→ **Given problem**
Please rewrite the lines from the first one through the line containing "105], [177, 105]]", swapping "riding boot" for "stirrup" and keeping all else the same.

— begin Available data —

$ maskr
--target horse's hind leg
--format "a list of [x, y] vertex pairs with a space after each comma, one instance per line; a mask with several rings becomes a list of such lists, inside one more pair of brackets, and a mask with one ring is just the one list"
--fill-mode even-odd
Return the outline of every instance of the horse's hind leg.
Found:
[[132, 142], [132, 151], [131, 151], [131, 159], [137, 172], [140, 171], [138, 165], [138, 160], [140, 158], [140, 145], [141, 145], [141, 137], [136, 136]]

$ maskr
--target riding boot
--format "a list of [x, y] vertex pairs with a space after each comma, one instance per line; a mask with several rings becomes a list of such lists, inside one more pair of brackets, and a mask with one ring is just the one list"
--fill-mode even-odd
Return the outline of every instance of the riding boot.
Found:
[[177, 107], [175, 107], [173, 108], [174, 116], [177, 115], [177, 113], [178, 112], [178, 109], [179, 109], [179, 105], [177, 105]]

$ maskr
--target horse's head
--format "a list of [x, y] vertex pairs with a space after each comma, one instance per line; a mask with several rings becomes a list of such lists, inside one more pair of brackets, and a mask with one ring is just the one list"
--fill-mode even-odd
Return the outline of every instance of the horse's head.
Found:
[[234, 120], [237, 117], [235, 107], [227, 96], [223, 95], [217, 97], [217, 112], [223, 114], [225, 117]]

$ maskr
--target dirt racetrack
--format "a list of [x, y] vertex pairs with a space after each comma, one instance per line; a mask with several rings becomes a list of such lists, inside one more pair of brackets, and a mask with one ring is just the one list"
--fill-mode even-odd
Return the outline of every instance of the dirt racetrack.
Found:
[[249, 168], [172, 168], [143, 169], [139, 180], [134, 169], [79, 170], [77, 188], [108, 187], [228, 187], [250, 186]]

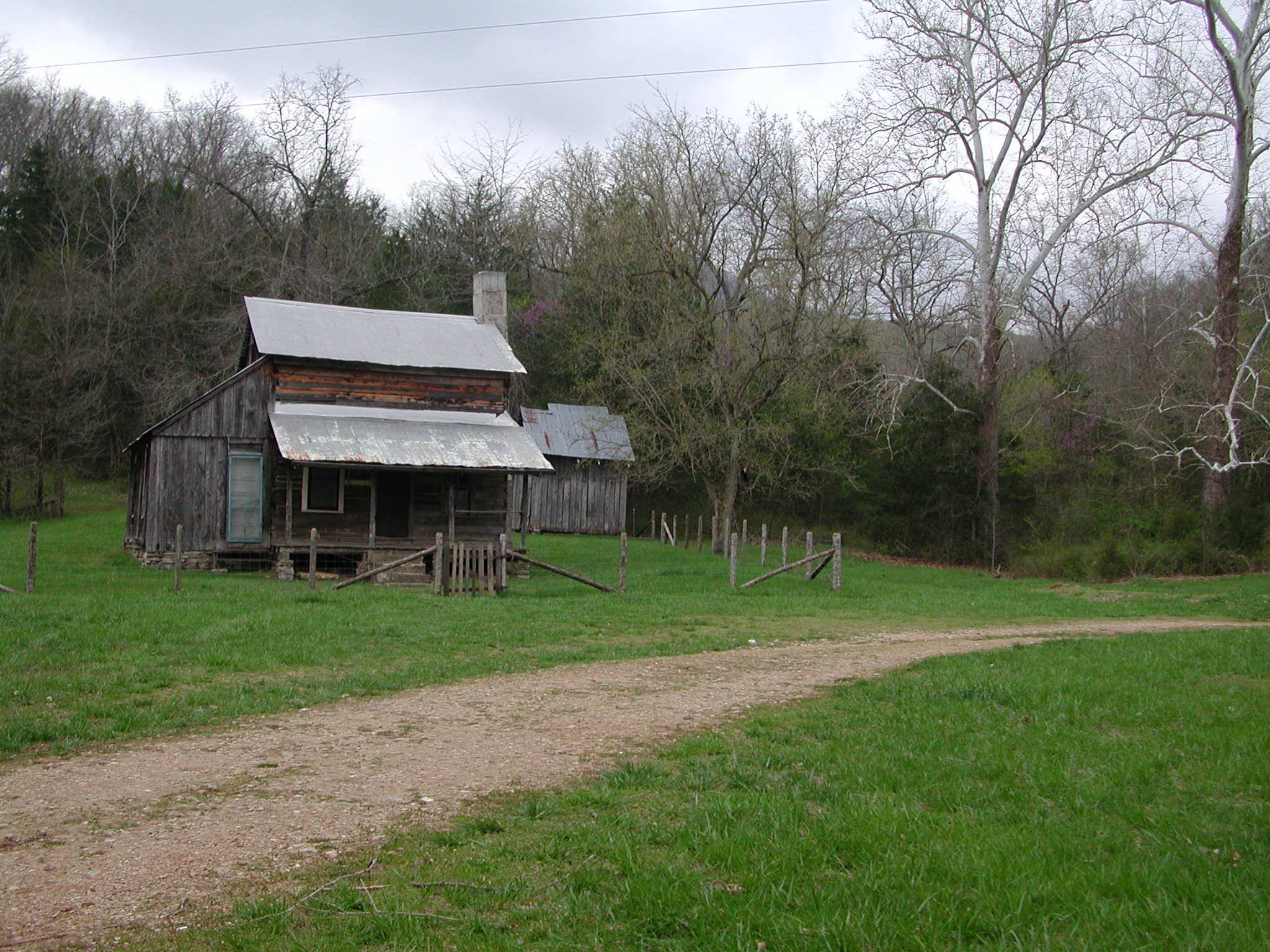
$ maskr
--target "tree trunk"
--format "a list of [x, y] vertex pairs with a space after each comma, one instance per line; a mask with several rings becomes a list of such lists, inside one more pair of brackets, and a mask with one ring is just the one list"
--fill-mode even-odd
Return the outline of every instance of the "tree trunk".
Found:
[[[1219, 4], [1205, 4], [1209, 39], [1214, 48], [1222, 51], [1218, 41]], [[1222, 52], [1227, 75], [1231, 83], [1233, 105], [1233, 149], [1231, 156], [1231, 184], [1226, 194], [1226, 228], [1222, 244], [1217, 249], [1217, 302], [1213, 307], [1213, 388], [1212, 409], [1204, 425], [1204, 458], [1208, 471], [1204, 473], [1201, 504], [1208, 522], [1226, 508], [1231, 495], [1231, 468], [1218, 468], [1231, 462], [1231, 430], [1237, 420], [1231, 419], [1234, 410], [1234, 381], [1240, 367], [1240, 305], [1242, 297], [1243, 272], [1243, 225], [1248, 207], [1248, 180], [1255, 156], [1253, 118], [1256, 116], [1257, 71], [1253, 57], [1261, 39], [1261, 4], [1255, 3], [1247, 10], [1243, 30], [1233, 30], [1233, 55]]]
[[723, 518], [728, 526], [737, 529], [737, 494], [740, 491], [740, 437], [732, 438], [728, 447], [728, 472], [723, 484]]
[[997, 565], [997, 522], [1001, 513], [1001, 329], [984, 329], [979, 364], [979, 524], [988, 564]]
[[710, 551], [715, 555], [723, 555], [723, 536], [719, 534], [719, 526], [723, 522], [719, 489], [710, 480], [706, 480], [706, 494], [710, 496], [710, 508], [714, 512], [714, 518], [710, 520]]
[[53, 473], [53, 515], [58, 519], [66, 515], [66, 477], [62, 475], [61, 465]]
[[[1240, 138], [1238, 136], [1236, 137]], [[1241, 143], [1236, 142], [1236, 152]], [[1218, 470], [1229, 459], [1231, 443], [1224, 409], [1231, 406], [1234, 377], [1240, 366], [1240, 287], [1243, 260], [1243, 221], [1247, 211], [1248, 175], [1245, 162], [1236, 159], [1231, 192], [1226, 199], [1226, 234], [1217, 249], [1217, 303], [1213, 307], [1213, 388], [1205, 429], [1203, 504], [1206, 515], [1213, 517], [1226, 508], [1231, 495], [1231, 470]], [[1233, 413], [1233, 406], [1231, 406]]]

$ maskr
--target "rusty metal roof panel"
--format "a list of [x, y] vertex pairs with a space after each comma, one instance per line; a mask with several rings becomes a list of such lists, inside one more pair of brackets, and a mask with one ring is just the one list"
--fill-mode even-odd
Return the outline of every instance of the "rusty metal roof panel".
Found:
[[607, 406], [547, 404], [546, 410], [522, 407], [525, 429], [549, 456], [575, 459], [635, 459], [626, 420]]
[[296, 462], [551, 472], [507, 414], [278, 404], [269, 423]]
[[480, 324], [475, 317], [267, 297], [245, 301], [251, 335], [262, 354], [525, 373], [525, 366], [498, 327]]

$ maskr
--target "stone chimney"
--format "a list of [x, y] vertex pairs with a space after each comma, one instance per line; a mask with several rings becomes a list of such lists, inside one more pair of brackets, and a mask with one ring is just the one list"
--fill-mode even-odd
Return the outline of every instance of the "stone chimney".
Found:
[[507, 273], [476, 272], [472, 275], [472, 316], [493, 324], [507, 336]]

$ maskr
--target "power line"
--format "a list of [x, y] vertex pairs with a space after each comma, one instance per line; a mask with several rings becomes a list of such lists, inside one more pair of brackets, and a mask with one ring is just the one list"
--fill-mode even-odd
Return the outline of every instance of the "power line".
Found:
[[[621, 72], [612, 76], [573, 76], [558, 80], [522, 80], [519, 83], [483, 83], [474, 86], [434, 86], [432, 89], [399, 89], [391, 93], [357, 93], [349, 99], [384, 99], [387, 96], [413, 96], [425, 93], [465, 93], [476, 89], [512, 89], [513, 86], [555, 86], [564, 83], [602, 83], [605, 80], [620, 79], [658, 79], [659, 76], [696, 76], [704, 72], [743, 72], [747, 70], [792, 70], [801, 66], [843, 66], [847, 63], [864, 63], [867, 60], [818, 60], [815, 62], [776, 62], [761, 66], [715, 66], [706, 70], [667, 70], [664, 72]], [[240, 103], [240, 109], [254, 109], [268, 103]], [[178, 112], [180, 109], [197, 109], [196, 105], [178, 107], [178, 109], [161, 109], [159, 114]]]
[[[643, 13], [612, 13], [596, 17], [561, 17], [551, 20], [522, 20], [518, 23], [486, 23], [475, 27], [446, 27], [442, 29], [420, 29], [409, 33], [375, 33], [364, 37], [337, 37], [334, 39], [302, 39], [293, 43], [262, 43], [259, 46], [234, 46], [220, 50], [190, 50], [183, 53], [151, 53], [147, 56], [119, 56], [110, 60], [80, 60], [77, 62], [52, 62], [32, 66], [33, 70], [55, 70], [64, 66], [102, 66], [113, 62], [140, 62], [142, 60], [171, 60], [180, 56], [213, 56], [217, 53], [246, 53], [258, 50], [288, 50], [301, 46], [328, 46], [331, 43], [359, 43], [370, 39], [399, 39], [403, 37], [436, 37], [444, 33], [476, 33], [489, 29], [512, 29], [516, 27], [546, 27], [561, 23], [594, 23], [597, 20], [629, 20], [639, 17], [665, 17], [673, 13], [706, 13], [710, 10], [749, 10], [761, 6], [799, 6], [803, 4], [827, 4], [839, 0], [765, 0], [757, 4], [726, 4], [724, 6], [691, 6], [682, 10], [645, 10]], [[434, 90], [424, 90], [434, 91]]]
[[[761, 66], [715, 66], [707, 70], [667, 70], [665, 72], [622, 72], [612, 76], [574, 76], [560, 80], [523, 80], [521, 83], [485, 83], [479, 86], [437, 86], [436, 89], [401, 89], [394, 93], [358, 93], [349, 99], [381, 99], [384, 96], [413, 96], [424, 93], [464, 93], [472, 89], [509, 89], [512, 86], [554, 86], [561, 83], [601, 83], [618, 79], [657, 79], [658, 76], [693, 76], [702, 72], [742, 72], [744, 70], [791, 70], [799, 66], [841, 66], [867, 60], [820, 60], [818, 62], [776, 62]], [[264, 105], [264, 103], [253, 103]]]

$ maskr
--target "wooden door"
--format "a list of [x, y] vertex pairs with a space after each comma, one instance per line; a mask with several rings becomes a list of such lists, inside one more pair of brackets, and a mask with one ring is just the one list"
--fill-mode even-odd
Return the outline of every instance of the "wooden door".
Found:
[[376, 473], [375, 534], [381, 538], [410, 537], [410, 473]]

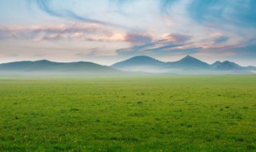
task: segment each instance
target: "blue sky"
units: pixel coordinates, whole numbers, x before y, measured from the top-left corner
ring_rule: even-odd
[[[256,66],[255,0],[0,0],[0,62],[136,55]]]

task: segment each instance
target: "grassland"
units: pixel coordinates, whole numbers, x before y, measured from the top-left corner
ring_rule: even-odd
[[[0,151],[256,151],[256,76],[0,78]]]

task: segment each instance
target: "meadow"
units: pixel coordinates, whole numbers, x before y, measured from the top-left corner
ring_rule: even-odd
[[[256,76],[0,78],[0,151],[256,151]]]

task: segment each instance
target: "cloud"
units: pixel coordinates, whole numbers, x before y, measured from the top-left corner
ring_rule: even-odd
[[[226,42],[230,39],[227,36],[221,36],[220,38],[218,38],[214,40],[214,44],[222,43]]]
[[[192,18],[201,23],[251,26],[256,24],[255,6],[255,0],[193,0],[187,10]]]
[[[60,39],[86,40],[90,39],[90,36],[108,38],[110,34],[113,34],[111,31],[102,26],[90,24],[0,26],[1,39],[14,38],[35,41]]]
[[[145,38],[143,37],[143,38]],[[141,40],[143,38],[139,37],[139,38],[134,39]],[[170,34],[164,35],[163,39],[154,41],[152,38],[146,37],[146,41],[142,42],[144,44],[141,43],[140,45],[137,44],[129,48],[119,49],[117,50],[117,53],[120,55],[139,55],[147,54],[167,54],[174,51],[185,51],[185,50],[192,51],[191,48],[187,48],[187,46],[190,45],[188,42],[191,38],[191,36],[180,34]],[[146,42],[148,42],[145,43]]]
[[[104,22],[96,19],[91,19],[90,18],[82,17],[78,15],[74,11],[67,10],[67,9],[56,9],[53,7],[51,0],[36,0],[36,1],[30,1],[35,2],[38,7],[43,10],[44,12],[47,13],[50,15],[58,17],[58,18],[64,18],[66,19],[73,19],[76,21],[81,21],[84,22],[89,23],[96,23],[101,25],[106,25],[106,26],[114,26],[113,24]]]
[[[181,34],[169,34],[167,35],[164,35],[164,38],[174,43],[184,43],[190,41],[192,36]]]
[[[152,42],[152,38],[148,34],[127,34],[125,40],[134,44],[144,44]]]
[[[174,2],[178,2],[178,0],[160,0],[160,10],[162,13],[166,13]]]

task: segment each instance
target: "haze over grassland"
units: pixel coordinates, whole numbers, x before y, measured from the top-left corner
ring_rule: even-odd
[[[254,0],[1,0],[0,62],[190,55],[256,66]],[[15,10],[15,11],[14,11]],[[228,63],[229,64],[229,63]]]

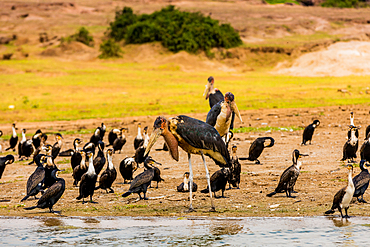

— end Available data —

→ **Answer in full**
$ maskr
--target horse's hind leg
--format "a list of [x, y] vertex pairs with a space after each comma, one instance per line; a mask with several rings becomes a list of such lists, inside one more pair of brackets, and a mask with one ring is just the one list"
--fill-mode even-odd
Return the outline of every instance of the horse's hind leg.
Found:
[[132, 142], [132, 151], [131, 151], [131, 159], [137, 172], [140, 171], [138, 165], [138, 160], [140, 158], [140, 145], [141, 145], [141, 137], [136, 136]]

$ maskr
--target stirrup
--format "a list of [x, y] vertex pairs with a space after each comma, one instance per line; a mask with several rings becomes a list of such lists, inside one more pair of brackets, and a mask with one ring is just the one list"
--fill-mode even-odd
Return the outline of every instance of the stirrup.
Found:
[[177, 107], [175, 107], [173, 108], [174, 116], [177, 115], [177, 113], [178, 112], [178, 109], [179, 109], [179, 105], [177, 105]]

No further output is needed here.